===== DATA SECTION =====

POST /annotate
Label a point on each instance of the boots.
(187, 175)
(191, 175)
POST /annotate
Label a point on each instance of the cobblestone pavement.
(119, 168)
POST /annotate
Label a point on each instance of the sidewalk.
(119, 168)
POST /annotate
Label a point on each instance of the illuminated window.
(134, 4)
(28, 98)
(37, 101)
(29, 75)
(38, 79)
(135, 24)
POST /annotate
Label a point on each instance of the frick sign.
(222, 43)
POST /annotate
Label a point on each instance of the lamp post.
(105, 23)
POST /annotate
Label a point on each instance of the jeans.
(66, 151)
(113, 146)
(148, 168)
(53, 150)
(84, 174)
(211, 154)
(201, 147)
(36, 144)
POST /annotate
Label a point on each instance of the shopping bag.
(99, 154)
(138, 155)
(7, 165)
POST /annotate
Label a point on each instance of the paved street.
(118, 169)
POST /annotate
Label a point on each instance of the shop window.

=====
===== DATA SECTION =====

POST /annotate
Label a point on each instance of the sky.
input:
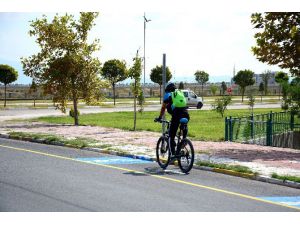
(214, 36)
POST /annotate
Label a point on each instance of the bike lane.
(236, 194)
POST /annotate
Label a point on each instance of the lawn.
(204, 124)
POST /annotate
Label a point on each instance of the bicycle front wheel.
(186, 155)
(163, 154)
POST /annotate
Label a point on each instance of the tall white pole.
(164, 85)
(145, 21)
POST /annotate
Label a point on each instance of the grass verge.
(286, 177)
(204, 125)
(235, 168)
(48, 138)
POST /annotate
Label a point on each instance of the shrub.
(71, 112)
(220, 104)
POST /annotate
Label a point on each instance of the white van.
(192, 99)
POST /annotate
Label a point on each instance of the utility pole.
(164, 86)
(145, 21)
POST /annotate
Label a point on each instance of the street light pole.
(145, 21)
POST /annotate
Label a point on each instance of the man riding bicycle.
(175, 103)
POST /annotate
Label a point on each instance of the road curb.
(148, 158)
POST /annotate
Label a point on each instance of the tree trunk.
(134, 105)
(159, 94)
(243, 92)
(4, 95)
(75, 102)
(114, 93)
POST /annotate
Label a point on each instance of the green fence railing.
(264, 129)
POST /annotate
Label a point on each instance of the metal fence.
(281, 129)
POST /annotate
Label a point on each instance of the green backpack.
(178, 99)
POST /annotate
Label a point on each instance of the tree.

=====

Show every line of the entries above that contains the word "green", matching case exactly.

** ANSWER TO THIS PROBLEM **
Label a point on each instance of the green fence railing.
Label a point on each instance of the green backpack.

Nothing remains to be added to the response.